Task -> Copy out the news report on Catalonia's planned independence vote word for word, from its first sentence to its last line.

Passage shown ->
....................

The leader of Catalonia's separatist government has been threatened by Spanish authorities with imprisonment, just days before the region plans to hold an independence vote. Madrid has deemed the referendum illegal.

Speaking in a radio interview on Monday, Spain's Attorney General Jose Manuel Maza said Catalan leader Carles Puigdemont could be charged with civil disobedience, abuse of office and misuse of public funds as he continues to organize the independence vote in Catalonia scheduled for Sunday.

Read more: Catalonia independence bid - what you need to know

"It's a decision that is possible but we have not considered that we should take it," Maza said during an interview with Onda Cero radio.

Puigdemont has said he is confident 80 percent of voters would turn out on Sunday. "I confirm that there will be ballot boxes and ballots, as well as something even more important for holding a referendum: voters," he told radio station France Inter. He also ruled out violence, saying it wasn't "an option in Catalonia."

Spain's central government has been taking a series of measures to prevent the independence vote. On Monday, 17 people were summoned for allegedly "disseminating a website for people to participate in a referendum declared illegal by the Constitutional Court," according to police.

Police also went to the office of Oliana Mayor Miguel Sala, one of 700 mayors under investigation for saying they would cooperate with the referendum.

Over the weekend, Madrid announced it would centralize the command of all police operations in Catalonia, including the region's autonomous Mossos d'Esquadra police force.

Lines of police vans in front of a ferry anchored in Barcelona REUTERS/Albert Gea

Thousands of extra police officers have been shipped into the region ahead of the referendum

Beyond the limits?

....................

Supplied information ->
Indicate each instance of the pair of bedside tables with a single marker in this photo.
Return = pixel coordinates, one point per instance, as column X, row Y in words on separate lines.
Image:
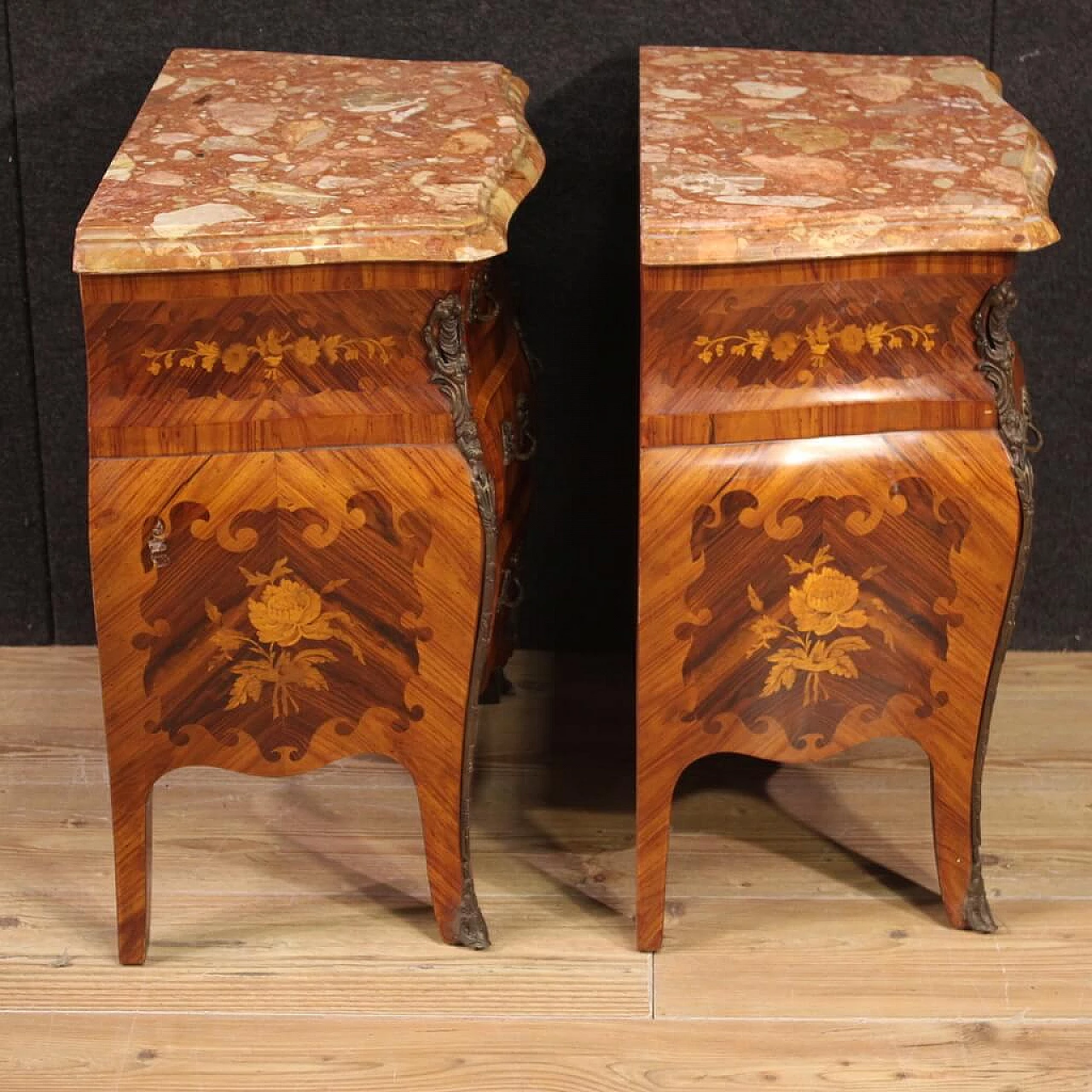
column 311, row 427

....................

Answer in full ->
The leader of Catalonia's separatist government has been threatened by Spanish authorities with imprisonment, just days before the region plans to hold an independence vote. Madrid has deemed the referendum illegal.

Speaking in a radio interview on Monday, Spain's Attorney General Jose Manuel Maza said Catalan leader Carles Puigdemont could be charged with civil disobedience, abuse of office and misuse of public funds as he continues to organize the independence vote in Catalonia scheduled for Sunday.

Read more: Catalonia independence bid - what you need to know

"It's a decision that is possible but we have not considered that we should take it," Maza said during an interview with Onda Cero radio.

Puigdemont has said he is confident 80 percent of voters would turn out on Sunday. "I confirm that there will be ballot boxes and ballots, as well as something even more important for holding a referendum: voters," he told radio station France Inter. He also ruled out violence, saying it wasn't "an option in Catalonia."

Spain's central government has been taking a series of measures to prevent the independence vote. On Monday, 17 people were summoned for allegedly "disseminating a website for people to participate in a referendum declared illegal by the Constitutional Court," according to police.

Police also went to the office of Oliana Mayor Miguel Sala, one of 700 mayors under investigation for saying they would cooperate with the referendum.

Over the weekend, Madrid announced it would centralize the command of all police operations in Catalonia, including the region's autonomous Mossos d'Esquadra police force.

Lines of police vans in front of a ferry anchored in Barcelona REUTERS/Albert Gea

Thousands of extra police officers have been shipped into the region ahead of the referendum

Beyond the limits?